**Data in this exercise**.

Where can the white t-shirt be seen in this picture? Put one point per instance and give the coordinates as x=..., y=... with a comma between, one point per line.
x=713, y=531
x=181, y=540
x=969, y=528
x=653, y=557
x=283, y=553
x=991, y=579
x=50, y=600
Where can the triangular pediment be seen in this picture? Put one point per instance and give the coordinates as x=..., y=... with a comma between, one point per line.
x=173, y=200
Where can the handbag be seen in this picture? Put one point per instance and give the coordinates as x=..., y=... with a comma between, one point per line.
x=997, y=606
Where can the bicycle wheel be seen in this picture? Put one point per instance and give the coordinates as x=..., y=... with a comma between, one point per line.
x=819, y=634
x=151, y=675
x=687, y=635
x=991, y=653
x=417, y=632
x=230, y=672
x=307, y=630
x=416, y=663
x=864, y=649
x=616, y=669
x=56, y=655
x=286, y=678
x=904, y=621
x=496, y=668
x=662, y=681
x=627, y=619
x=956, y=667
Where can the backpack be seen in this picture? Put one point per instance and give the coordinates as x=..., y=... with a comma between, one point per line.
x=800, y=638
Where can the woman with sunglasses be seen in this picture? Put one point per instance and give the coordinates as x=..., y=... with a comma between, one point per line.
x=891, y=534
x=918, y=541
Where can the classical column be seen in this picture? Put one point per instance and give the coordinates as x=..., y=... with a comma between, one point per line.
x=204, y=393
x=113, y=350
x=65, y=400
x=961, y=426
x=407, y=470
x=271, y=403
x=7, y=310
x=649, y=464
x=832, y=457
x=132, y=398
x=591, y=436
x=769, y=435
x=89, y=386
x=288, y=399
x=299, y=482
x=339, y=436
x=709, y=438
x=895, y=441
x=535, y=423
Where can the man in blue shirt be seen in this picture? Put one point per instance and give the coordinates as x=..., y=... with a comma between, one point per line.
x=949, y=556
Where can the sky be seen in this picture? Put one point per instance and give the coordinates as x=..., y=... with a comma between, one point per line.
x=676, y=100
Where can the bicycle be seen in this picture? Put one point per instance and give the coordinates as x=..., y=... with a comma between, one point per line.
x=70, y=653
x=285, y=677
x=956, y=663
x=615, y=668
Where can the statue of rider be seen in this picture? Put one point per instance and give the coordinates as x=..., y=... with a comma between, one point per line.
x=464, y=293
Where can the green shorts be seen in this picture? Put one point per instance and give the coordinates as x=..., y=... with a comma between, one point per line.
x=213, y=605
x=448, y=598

**Written problem**. Present every entry above as a numbered list, leaving out any blank lines.

**Reply to the task**.
1. Where can the white t-shirt be seen in this picture? Put one point per instance and give the coordinates as x=..., y=... with a comma between, one point per line.
2. x=713, y=531
3. x=181, y=540
4. x=969, y=528
5. x=653, y=557
6. x=283, y=553
7. x=991, y=579
8. x=50, y=600
9. Where can the triangular pediment be seen in this picture? Put one point per instance and give the coordinates as x=..., y=... with a comma between, one point per line.
10. x=173, y=200
11. Where can the handbag be seen in this picture? Put one point per instance and give the coordinates as x=..., y=... with a comma between, one point per line.
12. x=997, y=606
13. Where can the bicycle wheel be seen in this picture? Put one point per instance and give the coordinates as x=..., y=... with a comma between, one point per line.
14. x=819, y=634
15. x=151, y=675
16. x=687, y=635
17. x=991, y=653
18. x=417, y=632
19. x=230, y=672
20. x=307, y=630
21. x=416, y=663
22. x=864, y=649
23. x=616, y=669
24. x=56, y=655
25. x=286, y=678
26. x=904, y=621
27. x=496, y=668
28. x=662, y=681
29. x=627, y=619
30. x=956, y=667
31. Where can the backpack be seen in this picture? Put one point per instance and give the coordinates as x=..., y=... with a comma between, one point per line.
32. x=800, y=638
33. Where can the woman with sunglasses be seen in this picture? Put one point per instance and give the coordinates as x=..., y=... with a comma between, one point per line.
34. x=891, y=534
35. x=918, y=541
36. Where can the classical column be seen in this picture? Put one point per instance and give the coordinates as x=..., y=... with a comma between, one point per line.
37. x=204, y=393
38. x=113, y=350
39. x=65, y=400
40. x=961, y=426
41. x=407, y=470
42. x=271, y=403
43. x=7, y=310
44. x=649, y=464
45. x=832, y=457
46. x=132, y=398
47. x=591, y=436
48. x=769, y=435
49. x=89, y=386
50. x=288, y=399
51. x=299, y=482
52. x=339, y=436
53. x=709, y=438
54. x=895, y=441
55. x=535, y=423
56. Where can the man in blue shirt be seen in this picture? Put one point per instance and give the coordinates as x=..., y=... with a comma between, one point per line.
57. x=949, y=556
58. Where can the sky be seen in this picture? Put one point per instance and give the coordinates as x=..., y=... with a comma between, one point per line.
59. x=676, y=100
60. Where can the bicycle be seen in this picture? Put one point per instance and give the coordinates as x=..., y=... with a comma between, one point per line.
61. x=70, y=653
62. x=285, y=677
63. x=956, y=663
64. x=615, y=668
65. Where can the statue of rider be seen in this picture? Put one point per instance and give the coordinates as x=..., y=... with a comma between, one point per line.
66. x=464, y=293
67. Where can the green shorts be seen in this picture? Put one point per instance and give the coordinates as x=..., y=... with a comma between, one point per line.
68. x=213, y=605
69. x=448, y=598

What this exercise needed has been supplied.